→ PROBLEM
In the entries below, count every line containing "regional". Return the number and nothing else.

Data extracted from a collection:
= = =

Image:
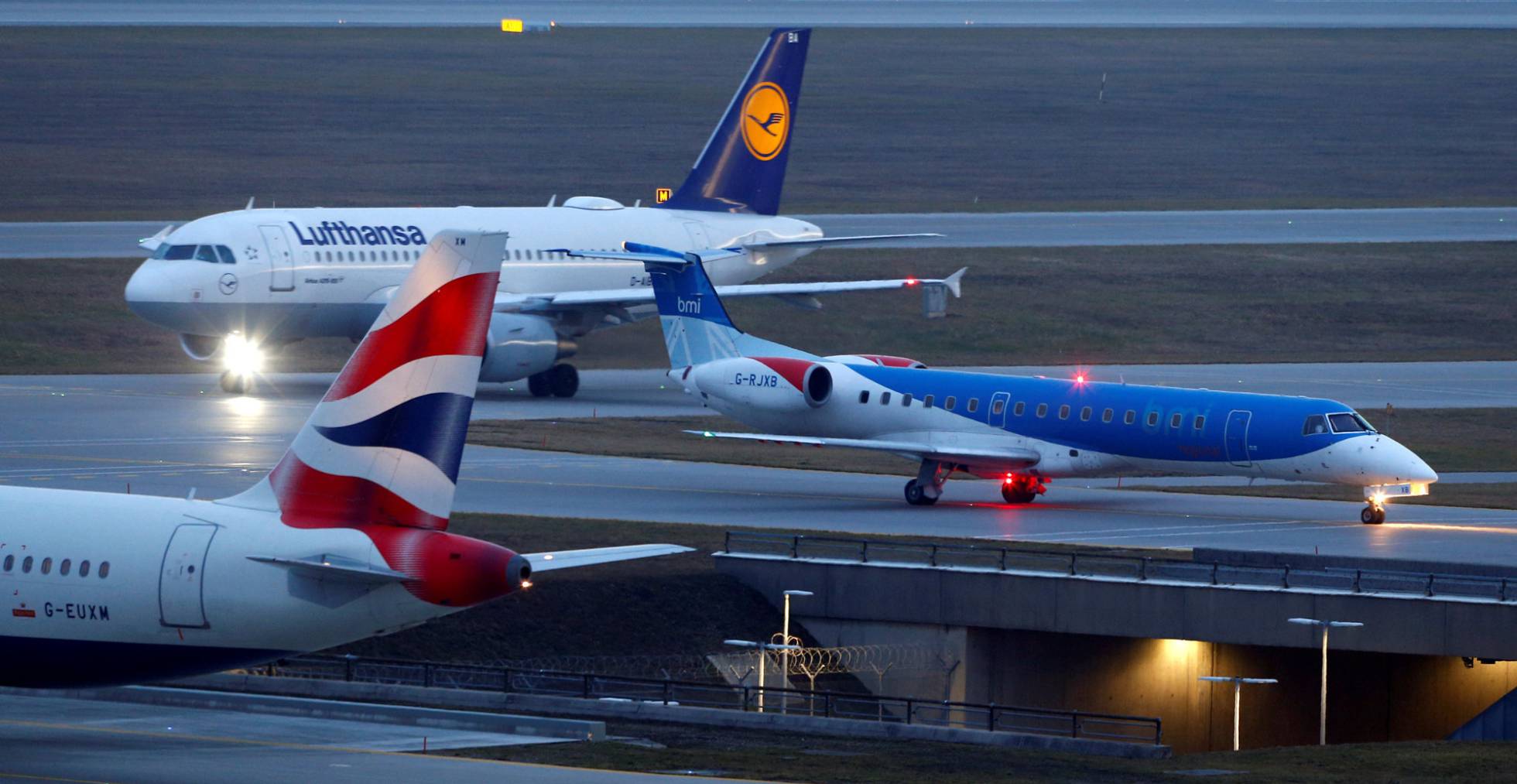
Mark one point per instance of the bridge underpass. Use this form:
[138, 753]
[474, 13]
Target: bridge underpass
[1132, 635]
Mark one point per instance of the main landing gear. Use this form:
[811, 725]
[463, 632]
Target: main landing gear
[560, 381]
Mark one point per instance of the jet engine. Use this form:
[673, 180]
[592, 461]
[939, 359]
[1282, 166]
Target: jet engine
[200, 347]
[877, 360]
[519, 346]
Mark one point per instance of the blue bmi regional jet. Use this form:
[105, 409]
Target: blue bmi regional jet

= = =

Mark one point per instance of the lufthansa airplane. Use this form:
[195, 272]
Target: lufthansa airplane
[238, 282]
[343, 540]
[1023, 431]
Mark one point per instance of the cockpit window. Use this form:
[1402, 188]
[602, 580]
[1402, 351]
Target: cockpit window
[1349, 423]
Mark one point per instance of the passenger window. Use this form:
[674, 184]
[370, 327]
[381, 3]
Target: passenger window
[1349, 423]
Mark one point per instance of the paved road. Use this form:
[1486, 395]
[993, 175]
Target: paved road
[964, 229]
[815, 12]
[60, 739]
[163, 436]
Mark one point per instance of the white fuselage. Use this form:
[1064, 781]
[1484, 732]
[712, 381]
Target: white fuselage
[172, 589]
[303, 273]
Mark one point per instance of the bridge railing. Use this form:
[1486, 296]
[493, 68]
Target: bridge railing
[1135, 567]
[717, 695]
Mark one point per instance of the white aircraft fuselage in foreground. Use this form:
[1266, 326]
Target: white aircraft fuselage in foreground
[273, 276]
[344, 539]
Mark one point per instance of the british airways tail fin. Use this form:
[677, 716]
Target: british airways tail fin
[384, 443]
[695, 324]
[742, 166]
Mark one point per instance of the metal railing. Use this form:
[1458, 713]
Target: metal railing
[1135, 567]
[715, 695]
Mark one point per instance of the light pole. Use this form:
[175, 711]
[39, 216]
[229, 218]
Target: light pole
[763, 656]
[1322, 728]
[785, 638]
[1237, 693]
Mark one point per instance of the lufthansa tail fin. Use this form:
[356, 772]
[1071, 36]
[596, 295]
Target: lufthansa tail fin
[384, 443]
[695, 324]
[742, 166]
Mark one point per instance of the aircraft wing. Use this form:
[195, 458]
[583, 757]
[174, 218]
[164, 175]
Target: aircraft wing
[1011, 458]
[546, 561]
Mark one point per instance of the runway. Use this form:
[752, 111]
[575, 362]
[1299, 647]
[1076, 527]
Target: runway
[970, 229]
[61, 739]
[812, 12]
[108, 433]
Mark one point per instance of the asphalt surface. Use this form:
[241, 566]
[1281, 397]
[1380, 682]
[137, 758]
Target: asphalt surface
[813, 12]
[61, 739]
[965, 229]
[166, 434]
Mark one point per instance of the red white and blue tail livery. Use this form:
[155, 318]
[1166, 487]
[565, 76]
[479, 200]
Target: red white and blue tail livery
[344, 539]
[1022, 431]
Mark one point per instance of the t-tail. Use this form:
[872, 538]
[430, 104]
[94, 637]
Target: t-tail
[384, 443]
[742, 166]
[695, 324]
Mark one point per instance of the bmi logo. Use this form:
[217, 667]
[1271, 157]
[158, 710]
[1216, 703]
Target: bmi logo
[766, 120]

= = =

→ YOUR RESPONSE
2